原文摘录
********

CLRS16 贪心算法

2017-05-23 | 阅读：次

介绍

贪心算法每一步都做出局部最优的选择，寄希望于这样的选择能得到全局最优解。贪心算法并不保证得到最优解，但对很多问题确实可以求得最优解。

16.1 活动选择问题

虽然可以用动态规划方法求解活动选择问题，但并不需要这样做。相反，可以反复选择最早结束的活动，保留兼容活动，重复过程，直到不再有剩余。
贪心算法通常做出一个选择，然后求解剩下的那个子问题。
递归贪心算法：添加一个虚拟活动a0,其结束时间为f0=0方便初始化。

RECURSIVE-ACTIVITY-SELECTOR(s, f, k, n)
    m = k + 1
    while m <= n and s[m] < f[k]            // find the first activity in Sk to finish
        m += 1
    if m <= n
        return {am} U RECURSIVE-ACTIVITY-SELECTOR(s, f, m, n)
    else return Fai


RECURSIVE-ACTIVITY-SELECTOR(s, f, 0, n)

迭代贪心算法(将一个尾递归过程改为迭代形式通常是很直接的，某些语言的编译器可以自动完成这一工作)

GREEDY-ACTIVITY-SELECTOR(s, f)
    n = s.length
    A = {a1}
    k = 1
    for m = 2 to n
        if s[m] >= f[k]
            A = A U {am}
            k = m
    return A

练习16.1-1 Give a dynamic-programming algorithm for the activity-selection problem, based on the recurrence (16.3). Have your algorithm compute the sizes c[i, j] as defined above and also produce the maximum-size subset A of activities. Assume that the inputs have been sorted as in equation (16.1). Compare the running time of your solution to the running time of GREEDY-ACTIVITY-SELECTOR.

DP-ACTIVITY-SELECTOR(s, f)

********

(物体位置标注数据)
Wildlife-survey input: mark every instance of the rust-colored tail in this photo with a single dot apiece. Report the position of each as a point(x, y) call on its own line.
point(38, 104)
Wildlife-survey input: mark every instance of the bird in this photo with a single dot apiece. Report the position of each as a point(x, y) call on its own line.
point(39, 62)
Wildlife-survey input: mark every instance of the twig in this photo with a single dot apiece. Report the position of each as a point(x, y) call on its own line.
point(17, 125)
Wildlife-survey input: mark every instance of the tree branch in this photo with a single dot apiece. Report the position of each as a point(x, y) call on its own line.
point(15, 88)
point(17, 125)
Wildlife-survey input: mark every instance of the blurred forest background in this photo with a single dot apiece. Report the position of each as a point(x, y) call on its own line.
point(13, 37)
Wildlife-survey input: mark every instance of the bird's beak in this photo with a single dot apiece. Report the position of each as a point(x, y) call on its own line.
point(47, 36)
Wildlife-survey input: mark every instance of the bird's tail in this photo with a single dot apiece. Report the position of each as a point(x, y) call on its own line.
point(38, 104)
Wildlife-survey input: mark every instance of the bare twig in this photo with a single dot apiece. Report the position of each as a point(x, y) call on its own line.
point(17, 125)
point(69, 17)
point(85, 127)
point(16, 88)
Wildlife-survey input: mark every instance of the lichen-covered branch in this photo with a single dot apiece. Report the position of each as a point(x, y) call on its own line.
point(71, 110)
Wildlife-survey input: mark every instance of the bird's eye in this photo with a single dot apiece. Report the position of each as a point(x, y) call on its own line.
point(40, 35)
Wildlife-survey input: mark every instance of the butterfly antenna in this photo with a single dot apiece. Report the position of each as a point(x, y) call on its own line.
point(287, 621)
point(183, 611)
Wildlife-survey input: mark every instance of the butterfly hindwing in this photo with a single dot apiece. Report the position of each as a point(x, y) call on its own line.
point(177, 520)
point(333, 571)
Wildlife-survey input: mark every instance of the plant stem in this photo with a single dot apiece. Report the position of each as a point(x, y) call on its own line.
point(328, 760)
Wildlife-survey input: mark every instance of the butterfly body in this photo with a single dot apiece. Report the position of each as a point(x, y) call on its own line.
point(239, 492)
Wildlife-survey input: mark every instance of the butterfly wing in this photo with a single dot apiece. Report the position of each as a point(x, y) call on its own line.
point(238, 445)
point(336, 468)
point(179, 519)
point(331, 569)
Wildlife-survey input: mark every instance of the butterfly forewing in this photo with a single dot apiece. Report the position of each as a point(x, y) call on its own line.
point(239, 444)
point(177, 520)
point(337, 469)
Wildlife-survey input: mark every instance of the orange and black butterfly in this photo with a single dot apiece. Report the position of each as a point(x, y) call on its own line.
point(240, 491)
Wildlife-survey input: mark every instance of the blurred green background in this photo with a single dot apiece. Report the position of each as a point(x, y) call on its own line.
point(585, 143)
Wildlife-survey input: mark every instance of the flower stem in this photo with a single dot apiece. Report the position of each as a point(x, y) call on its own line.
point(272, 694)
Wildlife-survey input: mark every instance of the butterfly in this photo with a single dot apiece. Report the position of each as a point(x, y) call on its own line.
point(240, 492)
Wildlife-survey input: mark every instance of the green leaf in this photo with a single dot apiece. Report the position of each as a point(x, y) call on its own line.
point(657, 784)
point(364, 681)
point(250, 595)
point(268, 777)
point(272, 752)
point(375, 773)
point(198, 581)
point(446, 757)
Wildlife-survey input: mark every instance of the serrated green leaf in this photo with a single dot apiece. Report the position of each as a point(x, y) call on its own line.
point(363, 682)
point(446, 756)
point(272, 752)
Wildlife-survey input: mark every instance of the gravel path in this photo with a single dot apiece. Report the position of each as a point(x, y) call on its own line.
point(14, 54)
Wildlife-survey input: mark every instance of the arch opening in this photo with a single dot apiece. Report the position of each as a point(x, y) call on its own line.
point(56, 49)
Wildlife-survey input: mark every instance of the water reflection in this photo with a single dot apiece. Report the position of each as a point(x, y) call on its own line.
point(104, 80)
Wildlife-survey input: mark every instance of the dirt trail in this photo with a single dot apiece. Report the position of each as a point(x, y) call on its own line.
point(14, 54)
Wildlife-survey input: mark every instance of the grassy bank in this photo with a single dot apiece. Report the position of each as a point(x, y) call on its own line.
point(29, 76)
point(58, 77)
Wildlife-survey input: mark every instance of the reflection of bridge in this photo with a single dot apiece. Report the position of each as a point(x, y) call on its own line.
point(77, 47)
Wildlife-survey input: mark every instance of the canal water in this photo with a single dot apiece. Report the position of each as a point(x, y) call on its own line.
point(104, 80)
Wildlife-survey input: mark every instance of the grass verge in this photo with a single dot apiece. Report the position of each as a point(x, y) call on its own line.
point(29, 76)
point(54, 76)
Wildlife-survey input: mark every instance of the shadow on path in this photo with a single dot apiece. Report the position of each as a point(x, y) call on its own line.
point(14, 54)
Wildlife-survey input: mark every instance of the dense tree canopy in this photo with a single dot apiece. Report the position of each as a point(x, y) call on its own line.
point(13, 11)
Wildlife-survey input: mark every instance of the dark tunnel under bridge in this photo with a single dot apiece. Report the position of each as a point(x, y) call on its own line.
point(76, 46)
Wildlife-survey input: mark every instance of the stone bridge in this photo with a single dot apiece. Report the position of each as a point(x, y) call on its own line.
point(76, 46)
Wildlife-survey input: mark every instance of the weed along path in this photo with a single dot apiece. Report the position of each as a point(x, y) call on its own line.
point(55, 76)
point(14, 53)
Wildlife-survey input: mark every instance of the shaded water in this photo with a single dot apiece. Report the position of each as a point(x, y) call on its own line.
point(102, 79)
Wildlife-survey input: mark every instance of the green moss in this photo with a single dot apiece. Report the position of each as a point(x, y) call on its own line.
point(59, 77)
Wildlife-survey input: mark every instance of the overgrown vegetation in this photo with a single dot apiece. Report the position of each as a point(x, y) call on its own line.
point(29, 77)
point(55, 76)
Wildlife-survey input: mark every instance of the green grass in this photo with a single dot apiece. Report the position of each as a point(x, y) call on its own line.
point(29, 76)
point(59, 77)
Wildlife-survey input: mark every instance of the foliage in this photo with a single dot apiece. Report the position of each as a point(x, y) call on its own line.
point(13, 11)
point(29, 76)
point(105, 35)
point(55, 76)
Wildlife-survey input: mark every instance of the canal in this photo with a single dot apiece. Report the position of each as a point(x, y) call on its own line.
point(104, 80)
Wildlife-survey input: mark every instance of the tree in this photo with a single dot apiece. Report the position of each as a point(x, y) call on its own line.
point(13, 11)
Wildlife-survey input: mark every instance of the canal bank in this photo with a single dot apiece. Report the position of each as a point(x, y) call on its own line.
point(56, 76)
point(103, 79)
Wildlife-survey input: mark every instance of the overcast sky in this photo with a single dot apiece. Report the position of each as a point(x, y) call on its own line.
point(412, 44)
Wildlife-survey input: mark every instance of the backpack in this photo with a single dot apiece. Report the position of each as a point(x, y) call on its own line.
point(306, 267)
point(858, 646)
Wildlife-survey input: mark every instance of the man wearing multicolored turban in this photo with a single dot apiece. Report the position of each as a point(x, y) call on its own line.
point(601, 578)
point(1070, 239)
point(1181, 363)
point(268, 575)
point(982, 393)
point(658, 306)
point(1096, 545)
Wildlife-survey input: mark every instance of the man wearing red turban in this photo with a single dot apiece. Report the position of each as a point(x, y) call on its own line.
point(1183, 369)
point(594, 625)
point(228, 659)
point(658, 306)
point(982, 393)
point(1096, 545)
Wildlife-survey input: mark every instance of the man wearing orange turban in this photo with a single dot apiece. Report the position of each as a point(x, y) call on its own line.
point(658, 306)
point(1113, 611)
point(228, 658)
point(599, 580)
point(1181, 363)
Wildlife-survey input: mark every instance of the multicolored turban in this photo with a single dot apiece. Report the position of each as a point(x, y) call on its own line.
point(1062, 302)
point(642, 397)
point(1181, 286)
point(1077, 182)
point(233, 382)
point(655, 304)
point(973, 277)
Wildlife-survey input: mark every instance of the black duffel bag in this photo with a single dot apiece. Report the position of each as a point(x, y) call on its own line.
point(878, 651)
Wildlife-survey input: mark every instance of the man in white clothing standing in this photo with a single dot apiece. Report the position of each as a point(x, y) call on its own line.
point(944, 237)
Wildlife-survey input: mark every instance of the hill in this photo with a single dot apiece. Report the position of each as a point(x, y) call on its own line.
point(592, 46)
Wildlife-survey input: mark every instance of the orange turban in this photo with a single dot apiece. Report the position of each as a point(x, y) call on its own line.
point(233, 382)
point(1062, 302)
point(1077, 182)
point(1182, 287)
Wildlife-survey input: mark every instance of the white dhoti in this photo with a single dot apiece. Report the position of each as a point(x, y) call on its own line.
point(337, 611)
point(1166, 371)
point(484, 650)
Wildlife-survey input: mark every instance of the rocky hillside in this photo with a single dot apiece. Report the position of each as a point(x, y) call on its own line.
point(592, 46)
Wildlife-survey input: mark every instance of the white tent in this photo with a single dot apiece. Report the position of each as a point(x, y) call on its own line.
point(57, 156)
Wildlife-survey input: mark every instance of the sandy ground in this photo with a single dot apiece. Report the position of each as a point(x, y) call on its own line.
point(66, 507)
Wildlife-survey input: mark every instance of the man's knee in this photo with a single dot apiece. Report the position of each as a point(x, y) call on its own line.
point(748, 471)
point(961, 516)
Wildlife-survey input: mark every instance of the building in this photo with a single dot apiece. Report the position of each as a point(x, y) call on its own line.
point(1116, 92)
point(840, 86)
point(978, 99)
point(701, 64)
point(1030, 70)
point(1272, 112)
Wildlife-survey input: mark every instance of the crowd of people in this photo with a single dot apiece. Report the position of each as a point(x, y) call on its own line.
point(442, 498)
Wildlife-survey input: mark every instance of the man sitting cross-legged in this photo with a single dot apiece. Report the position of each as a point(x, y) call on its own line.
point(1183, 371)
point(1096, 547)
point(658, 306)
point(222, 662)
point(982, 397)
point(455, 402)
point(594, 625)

********

操作说明
把贪心算法原文从含有“虽然可以用动态规划方法求解活”的地方开始、到“RECURSIVE-ACTIVITY-SELECTOR(s, f, k, n)”结束的这一段照录一遍，其中“虚拟活动”换成“哨兵活动”。

参考解答
虽然可以用动态规划方法求解活动选择问题，但并不需要这样做。相反，可以反复选择最早结束的活动，保留兼容活动，重复过程，直到不再有剩余。
贪心算法通常做出一个选择，然后求解剩下的那个子问题。
递归贪心算法：添加一个哨兵活动a0,其结束时间为f0=0方便初始化。

RECURSIVE-ACTIVITY-SELECTOR(s, f, k, n)